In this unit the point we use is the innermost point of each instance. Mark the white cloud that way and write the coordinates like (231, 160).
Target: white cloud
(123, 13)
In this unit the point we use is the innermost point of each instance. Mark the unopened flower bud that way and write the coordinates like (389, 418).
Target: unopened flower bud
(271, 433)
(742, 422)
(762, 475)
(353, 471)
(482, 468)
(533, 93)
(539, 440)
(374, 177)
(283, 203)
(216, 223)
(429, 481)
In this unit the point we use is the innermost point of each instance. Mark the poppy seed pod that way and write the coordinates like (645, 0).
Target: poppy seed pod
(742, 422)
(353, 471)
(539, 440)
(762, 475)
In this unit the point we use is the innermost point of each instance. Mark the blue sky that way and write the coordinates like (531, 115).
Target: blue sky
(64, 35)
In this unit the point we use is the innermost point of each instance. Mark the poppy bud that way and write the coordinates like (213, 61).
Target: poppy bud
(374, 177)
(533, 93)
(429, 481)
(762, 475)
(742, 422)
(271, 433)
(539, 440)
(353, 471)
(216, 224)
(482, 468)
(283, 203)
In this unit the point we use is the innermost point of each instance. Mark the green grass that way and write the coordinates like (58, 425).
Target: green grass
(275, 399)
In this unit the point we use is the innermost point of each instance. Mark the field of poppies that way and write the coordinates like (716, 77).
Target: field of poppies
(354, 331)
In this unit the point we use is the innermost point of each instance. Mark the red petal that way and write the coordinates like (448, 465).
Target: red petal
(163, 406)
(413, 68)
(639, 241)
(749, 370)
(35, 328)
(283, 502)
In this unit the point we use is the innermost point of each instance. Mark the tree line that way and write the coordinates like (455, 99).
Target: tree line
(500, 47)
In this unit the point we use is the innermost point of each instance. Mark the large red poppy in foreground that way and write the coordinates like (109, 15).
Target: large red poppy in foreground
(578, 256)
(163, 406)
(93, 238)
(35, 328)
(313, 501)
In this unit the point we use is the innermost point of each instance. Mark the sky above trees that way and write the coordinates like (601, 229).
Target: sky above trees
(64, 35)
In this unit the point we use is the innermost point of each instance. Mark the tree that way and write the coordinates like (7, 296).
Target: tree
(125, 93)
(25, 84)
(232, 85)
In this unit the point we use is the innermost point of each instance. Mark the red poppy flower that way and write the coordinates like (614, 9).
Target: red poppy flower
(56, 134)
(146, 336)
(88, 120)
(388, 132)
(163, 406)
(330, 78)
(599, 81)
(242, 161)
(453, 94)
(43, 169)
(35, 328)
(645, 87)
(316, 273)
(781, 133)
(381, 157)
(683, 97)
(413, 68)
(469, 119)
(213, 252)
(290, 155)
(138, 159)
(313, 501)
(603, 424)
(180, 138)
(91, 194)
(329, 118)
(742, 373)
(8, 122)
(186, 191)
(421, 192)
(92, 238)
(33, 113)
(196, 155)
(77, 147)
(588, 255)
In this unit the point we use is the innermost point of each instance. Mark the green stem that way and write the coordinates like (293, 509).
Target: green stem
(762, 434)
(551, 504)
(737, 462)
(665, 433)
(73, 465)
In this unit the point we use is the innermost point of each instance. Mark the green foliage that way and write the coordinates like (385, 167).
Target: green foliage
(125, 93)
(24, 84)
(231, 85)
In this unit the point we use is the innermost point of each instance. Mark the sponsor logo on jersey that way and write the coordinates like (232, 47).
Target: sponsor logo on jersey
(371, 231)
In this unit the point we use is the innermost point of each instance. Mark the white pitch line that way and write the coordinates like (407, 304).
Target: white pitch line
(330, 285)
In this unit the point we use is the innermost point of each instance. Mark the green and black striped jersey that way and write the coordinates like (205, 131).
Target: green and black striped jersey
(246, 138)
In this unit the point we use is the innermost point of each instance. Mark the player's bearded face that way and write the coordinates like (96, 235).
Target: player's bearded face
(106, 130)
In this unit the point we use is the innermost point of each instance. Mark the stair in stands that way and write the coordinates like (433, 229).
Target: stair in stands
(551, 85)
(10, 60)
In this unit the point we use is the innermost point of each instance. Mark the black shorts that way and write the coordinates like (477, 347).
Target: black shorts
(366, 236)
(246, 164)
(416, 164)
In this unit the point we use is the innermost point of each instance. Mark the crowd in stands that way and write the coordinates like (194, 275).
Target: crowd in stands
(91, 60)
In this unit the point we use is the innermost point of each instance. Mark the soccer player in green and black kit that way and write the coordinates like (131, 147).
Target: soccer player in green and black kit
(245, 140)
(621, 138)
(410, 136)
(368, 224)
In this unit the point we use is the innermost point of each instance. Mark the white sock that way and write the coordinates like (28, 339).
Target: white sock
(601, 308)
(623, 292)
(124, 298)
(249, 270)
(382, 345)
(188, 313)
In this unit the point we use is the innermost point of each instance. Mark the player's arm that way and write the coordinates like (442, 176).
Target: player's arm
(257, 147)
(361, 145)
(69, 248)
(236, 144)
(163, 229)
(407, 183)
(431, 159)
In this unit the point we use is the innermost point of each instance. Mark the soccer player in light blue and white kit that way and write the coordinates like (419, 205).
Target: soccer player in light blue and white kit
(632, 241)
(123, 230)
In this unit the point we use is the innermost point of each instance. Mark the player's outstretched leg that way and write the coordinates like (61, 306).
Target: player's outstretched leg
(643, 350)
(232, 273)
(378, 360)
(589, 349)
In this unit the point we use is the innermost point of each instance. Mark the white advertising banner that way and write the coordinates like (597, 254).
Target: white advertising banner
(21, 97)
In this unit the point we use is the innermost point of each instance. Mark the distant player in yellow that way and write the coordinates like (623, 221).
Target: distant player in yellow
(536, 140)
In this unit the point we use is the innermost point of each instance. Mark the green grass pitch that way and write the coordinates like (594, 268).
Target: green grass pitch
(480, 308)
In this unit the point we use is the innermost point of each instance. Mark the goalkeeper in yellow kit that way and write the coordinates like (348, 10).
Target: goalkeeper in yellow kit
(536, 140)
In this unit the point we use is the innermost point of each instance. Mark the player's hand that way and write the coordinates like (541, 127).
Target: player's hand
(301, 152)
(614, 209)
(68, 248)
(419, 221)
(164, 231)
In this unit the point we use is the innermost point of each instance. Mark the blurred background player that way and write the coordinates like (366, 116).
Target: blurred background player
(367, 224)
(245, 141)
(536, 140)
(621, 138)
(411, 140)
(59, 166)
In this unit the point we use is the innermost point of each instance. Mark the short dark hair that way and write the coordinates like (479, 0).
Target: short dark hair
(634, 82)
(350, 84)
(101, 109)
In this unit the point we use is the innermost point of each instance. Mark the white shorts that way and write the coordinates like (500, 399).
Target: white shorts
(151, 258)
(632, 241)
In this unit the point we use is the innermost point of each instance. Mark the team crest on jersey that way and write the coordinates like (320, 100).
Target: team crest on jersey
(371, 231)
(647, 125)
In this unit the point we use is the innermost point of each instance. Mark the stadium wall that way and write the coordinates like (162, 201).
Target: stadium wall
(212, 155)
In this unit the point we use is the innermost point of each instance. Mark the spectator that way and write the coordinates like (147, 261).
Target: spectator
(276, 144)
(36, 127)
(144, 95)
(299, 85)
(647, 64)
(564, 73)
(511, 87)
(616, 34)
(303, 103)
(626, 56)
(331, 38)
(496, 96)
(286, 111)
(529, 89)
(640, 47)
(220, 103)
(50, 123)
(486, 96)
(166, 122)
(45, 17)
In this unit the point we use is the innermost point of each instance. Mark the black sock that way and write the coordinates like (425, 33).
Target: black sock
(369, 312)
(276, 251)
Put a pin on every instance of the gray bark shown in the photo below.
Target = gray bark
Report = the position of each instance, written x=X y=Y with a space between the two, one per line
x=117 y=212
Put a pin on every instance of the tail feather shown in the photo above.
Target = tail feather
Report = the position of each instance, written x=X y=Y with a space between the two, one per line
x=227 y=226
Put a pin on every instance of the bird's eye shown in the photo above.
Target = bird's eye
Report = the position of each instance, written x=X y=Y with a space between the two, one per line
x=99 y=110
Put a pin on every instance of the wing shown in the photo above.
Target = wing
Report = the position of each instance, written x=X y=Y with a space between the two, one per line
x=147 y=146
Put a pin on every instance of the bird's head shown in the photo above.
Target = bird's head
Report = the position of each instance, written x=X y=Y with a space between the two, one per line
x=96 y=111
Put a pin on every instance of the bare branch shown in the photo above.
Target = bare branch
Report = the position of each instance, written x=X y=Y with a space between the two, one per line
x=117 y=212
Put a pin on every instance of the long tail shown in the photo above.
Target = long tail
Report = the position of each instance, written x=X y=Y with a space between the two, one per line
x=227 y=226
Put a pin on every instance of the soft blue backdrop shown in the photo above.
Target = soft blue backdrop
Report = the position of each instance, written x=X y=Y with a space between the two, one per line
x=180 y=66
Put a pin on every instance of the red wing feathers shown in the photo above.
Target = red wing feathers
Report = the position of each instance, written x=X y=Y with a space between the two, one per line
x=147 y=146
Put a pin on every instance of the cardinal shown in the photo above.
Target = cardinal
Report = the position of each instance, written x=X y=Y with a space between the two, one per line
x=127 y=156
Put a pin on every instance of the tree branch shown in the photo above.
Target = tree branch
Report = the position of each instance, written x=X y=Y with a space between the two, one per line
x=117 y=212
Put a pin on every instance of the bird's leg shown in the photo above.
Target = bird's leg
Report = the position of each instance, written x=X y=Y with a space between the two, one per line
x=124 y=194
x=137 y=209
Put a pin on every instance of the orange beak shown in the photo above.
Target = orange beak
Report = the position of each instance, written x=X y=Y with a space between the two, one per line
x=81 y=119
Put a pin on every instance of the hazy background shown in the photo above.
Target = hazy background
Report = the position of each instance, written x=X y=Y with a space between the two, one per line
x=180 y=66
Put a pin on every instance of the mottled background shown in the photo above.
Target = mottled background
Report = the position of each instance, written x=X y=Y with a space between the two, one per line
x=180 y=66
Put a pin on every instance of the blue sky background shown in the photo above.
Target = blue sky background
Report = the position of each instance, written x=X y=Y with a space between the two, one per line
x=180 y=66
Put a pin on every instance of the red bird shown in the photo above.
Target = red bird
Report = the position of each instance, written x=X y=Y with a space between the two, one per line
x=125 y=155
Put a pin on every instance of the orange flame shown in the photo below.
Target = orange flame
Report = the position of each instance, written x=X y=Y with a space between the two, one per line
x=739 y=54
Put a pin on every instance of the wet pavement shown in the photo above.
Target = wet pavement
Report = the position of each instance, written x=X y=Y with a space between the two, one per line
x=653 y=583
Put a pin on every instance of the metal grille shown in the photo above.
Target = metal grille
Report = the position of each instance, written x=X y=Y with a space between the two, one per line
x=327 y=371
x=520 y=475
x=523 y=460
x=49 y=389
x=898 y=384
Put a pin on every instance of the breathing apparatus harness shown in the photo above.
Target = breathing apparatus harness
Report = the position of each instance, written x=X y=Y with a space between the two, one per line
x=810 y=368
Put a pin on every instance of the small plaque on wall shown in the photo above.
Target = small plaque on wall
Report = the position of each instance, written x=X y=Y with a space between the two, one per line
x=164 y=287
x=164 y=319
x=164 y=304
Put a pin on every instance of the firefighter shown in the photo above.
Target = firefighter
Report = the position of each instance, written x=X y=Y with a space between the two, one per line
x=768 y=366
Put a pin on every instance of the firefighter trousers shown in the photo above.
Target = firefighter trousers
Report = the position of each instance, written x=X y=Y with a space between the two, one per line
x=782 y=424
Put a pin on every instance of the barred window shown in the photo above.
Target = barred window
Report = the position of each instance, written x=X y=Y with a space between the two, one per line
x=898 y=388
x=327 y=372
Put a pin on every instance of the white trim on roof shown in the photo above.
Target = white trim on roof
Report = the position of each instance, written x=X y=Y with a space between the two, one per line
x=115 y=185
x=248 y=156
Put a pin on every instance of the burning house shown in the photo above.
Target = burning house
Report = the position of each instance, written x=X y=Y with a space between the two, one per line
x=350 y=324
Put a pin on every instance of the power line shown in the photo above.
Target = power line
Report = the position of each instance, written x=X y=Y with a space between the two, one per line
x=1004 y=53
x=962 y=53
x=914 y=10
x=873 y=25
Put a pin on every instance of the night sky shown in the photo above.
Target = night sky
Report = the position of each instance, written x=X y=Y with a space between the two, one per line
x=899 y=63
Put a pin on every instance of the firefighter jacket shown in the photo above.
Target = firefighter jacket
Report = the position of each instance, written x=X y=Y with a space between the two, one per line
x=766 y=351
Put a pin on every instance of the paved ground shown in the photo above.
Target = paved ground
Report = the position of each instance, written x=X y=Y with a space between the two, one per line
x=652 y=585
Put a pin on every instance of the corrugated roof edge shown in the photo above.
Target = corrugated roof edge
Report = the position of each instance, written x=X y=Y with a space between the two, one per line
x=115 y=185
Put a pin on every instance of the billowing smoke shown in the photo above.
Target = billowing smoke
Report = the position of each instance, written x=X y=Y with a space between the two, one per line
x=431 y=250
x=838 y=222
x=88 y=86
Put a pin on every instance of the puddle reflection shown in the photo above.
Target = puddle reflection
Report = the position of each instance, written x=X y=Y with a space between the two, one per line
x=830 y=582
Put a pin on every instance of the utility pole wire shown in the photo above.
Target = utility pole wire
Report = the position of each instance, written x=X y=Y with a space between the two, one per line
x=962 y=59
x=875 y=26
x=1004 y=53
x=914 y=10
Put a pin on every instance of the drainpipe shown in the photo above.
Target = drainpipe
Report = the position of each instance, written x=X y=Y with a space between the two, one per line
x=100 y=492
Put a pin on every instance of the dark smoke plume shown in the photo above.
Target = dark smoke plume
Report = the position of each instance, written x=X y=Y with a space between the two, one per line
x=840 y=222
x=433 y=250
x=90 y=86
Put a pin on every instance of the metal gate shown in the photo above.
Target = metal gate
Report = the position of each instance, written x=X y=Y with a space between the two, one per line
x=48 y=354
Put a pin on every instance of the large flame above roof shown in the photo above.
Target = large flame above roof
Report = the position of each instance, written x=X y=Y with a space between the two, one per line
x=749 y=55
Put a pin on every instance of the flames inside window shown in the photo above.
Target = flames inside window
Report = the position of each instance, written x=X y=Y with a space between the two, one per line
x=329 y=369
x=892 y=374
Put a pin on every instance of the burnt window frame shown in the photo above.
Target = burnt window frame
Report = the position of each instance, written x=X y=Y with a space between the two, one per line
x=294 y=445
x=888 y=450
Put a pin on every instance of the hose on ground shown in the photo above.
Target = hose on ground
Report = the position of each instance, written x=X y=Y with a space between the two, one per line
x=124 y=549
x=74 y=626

· · · · ·

• Exercise prompt
Copy the records from the line with "Put a pin on every instance of the large" through the end of the records, replacing "pin" with "marker" and keeping everything else the same.

• Reply
Put a marker on every instance of the large flame above roof shown in the photo above.
Target = large flame above roof
Report = the position of each instance, written x=X y=Y with a space between the two, one per line
x=749 y=55
Put a marker on every instance of the flames inside window shown in the photo above.
Target = flames inside window
Report = the position of each instance, written x=X y=Y with a space between the two, one per line
x=329 y=369
x=892 y=374
Put a marker on every instance of the burnt window frame shown in the photo above.
Target = burnt window frame
Report = the position of each instance, written x=X y=Y with a space between the two, one per line
x=294 y=445
x=888 y=450
Put a marker on every instance of the hose on ground shown in the photo above.
Target = hose on ground
Report = the position of each instance, written x=X y=Y with a space between the two, one per line
x=124 y=549
x=74 y=626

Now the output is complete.